In general, taking the produced data and then throwing it at any statistical encoder should produce good compression.

Does It Work on Text?

Not really. I mean, it can work, but given that English text oscillates between early sections of the alphabet and later sections of the alphabet, you end up with a lot of positive-negative switches in the data. Plus, other systems like LZ are going to do a ton better.

Move-to-Front Coding

Contextual data transforms operate on the basic philosophy that the linearity of the data (that is, its order) contains some information that helps us encode future symbols. Move-to-front (MTF) is such an encoding. But rather than considering immediate adjacency, like RLE and dictionary encoders do, MTF is more concerned with the general occurrence of a symbol over short windows of data.

The MTF step reﬂects the expectation that after a symbol has been read from the input stream, it will be read many more times, and will, at least for a while, be a common symbol. The MTF method is locally adaptive because it adapts itself to the frequencies of symbols in local areas of the input stream. The method produces good results if the input stream satisﬁes this expectation; that is, if it contains concentrations of identical symbols (if the local frequency of symbols changes signiﬁcantly from area to area in the input stream).

★ ★ ★ ★ ★

#### Explore the material:
[1] List every encoder or coding method that the passage on data compression names, including move-to-front.
[2] Carry on the passage on data compression and move-to-front coding from its last sentence.

Dataset excerpts
★ ★ ★ ★ ★

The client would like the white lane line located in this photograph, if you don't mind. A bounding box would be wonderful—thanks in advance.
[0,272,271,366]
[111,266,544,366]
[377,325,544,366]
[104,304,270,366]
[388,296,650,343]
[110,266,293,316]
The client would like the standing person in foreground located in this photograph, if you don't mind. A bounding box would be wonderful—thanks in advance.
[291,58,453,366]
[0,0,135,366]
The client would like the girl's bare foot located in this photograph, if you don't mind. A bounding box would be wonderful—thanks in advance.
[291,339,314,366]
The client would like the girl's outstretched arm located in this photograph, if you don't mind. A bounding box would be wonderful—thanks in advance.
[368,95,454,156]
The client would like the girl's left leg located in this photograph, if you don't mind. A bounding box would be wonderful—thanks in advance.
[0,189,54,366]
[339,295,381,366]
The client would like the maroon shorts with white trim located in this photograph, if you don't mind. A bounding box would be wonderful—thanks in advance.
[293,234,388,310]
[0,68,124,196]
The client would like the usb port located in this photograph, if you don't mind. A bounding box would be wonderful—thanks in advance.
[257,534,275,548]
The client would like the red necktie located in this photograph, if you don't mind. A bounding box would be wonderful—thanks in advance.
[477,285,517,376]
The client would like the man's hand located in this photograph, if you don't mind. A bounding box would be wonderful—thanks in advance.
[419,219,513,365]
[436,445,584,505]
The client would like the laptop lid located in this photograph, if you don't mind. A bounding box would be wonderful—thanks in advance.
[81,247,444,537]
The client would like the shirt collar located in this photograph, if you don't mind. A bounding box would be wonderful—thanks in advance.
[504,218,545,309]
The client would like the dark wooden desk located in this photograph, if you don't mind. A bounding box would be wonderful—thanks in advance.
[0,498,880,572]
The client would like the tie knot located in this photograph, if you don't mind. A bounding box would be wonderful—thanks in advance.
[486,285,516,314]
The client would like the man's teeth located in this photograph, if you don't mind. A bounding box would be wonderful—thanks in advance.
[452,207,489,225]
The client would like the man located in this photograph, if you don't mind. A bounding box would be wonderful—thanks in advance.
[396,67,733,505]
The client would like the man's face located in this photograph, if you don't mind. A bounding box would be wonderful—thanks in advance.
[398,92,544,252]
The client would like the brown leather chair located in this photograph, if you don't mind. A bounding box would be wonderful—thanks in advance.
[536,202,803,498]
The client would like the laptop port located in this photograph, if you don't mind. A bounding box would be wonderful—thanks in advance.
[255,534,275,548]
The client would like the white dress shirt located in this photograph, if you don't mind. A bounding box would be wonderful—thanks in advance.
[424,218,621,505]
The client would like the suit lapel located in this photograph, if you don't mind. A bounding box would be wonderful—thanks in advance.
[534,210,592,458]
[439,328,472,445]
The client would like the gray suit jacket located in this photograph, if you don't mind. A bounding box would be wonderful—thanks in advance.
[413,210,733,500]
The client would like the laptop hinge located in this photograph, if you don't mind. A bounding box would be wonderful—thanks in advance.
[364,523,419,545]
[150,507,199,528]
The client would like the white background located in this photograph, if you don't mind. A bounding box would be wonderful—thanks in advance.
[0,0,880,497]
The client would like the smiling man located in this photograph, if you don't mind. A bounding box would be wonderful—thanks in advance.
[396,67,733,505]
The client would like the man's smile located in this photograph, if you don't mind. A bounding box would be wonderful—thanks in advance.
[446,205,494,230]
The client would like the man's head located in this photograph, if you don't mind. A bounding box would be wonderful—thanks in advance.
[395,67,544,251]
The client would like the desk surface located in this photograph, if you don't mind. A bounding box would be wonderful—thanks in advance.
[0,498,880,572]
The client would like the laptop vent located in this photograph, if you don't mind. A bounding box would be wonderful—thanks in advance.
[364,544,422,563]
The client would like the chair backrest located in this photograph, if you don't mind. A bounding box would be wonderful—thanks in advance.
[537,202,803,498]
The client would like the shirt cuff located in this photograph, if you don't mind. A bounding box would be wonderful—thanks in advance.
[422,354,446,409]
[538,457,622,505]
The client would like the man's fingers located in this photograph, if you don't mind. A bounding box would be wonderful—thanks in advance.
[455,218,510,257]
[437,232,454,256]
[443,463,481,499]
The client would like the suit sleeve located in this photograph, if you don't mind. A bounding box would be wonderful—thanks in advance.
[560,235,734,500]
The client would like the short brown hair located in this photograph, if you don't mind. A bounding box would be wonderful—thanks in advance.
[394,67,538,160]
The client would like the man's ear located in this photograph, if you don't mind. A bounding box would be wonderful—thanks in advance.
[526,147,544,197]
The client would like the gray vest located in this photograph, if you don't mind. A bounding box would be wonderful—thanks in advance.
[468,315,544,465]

★ ★ ★ ★ ★

#### Responses by item number:
[1]
- statistical encoder
- LZ
- move-to-front (MTF)
- RLE
- dictionary encoders

[2]
Figure 8-4 shows that the entire process works by keeping a second array of data, which contains the unique values that exist in the data set. Let’s call this the SortedArray. As a value is read from the input stream, we find its location in the SortedArray and output that index to the output stream. Then, we update the SortedArray by moving that value to the front of the array, giving it an index of 0.

Here’s a simple example. Assume for simplicity’s sake that the symbols in the data are lowercase ASCII characters, that our input stream is “banana”, and that the symbols in our initial SortedArray are in alphabetical order:

Read the letter “b.”
“b” is at index 1¹² in SortedArray, so we output 1 to the output stream.
Move “b” to the front of SortedArray.
Read the letter “a,” which is now at index 1, output 1, and move “a” back to the front.
Continue with the remaining letters, moving through the table.

Input symbol	Output stream	Re-SortedArray
		`abcdefghijklmnopqrstuvwxyz`
b	1	`bacdefghijklmnopqrstuvwxyz`
a	1,1	`abcdefghijklmnopqrstuvwxyz`
n	1,1,14	`nabcdefghijklmopqrstuvwxyz`
a	1,1,14,1	`anbcdefghijklmopqrstuvwxyz`
n	1,1,14,1,1	`nabcdefghijklmopqrstuvwxyz`
a	1,1,14,1,1,1	`anbcdefghijklmopqrstuvwxyz`

The final output stream is 1,1,14,1,1,1, which has an entropy of 0.65,¹³ as opposed to the source stream entropy of 1.46.

The decoder can recover this stream by reversing the process. Given [1,1,14,1,1,1], it starts with a SortedArray of [a,b,...z]. For each symbol the decoder reads from the input stream, it outputs the value at that index in the SortedArray, and then moves that symbol to the front of the SortedArray.

Avoiding Rogue Symbols

One of the issues with MTF is that a few rogue symbols can interrupt a nice stream of symbols that exist at the front. This is one of the more detrimental issues because it can seriously mess up your encoding, and in truth, it’s quite common in real-life data.

One solution to this is to not let symbols go to the very front of the list as soon as they are matched; instead, you need to employ some heuristic that slowly moves them to the front. The following example demonstrates how heuristics work quite well in practice.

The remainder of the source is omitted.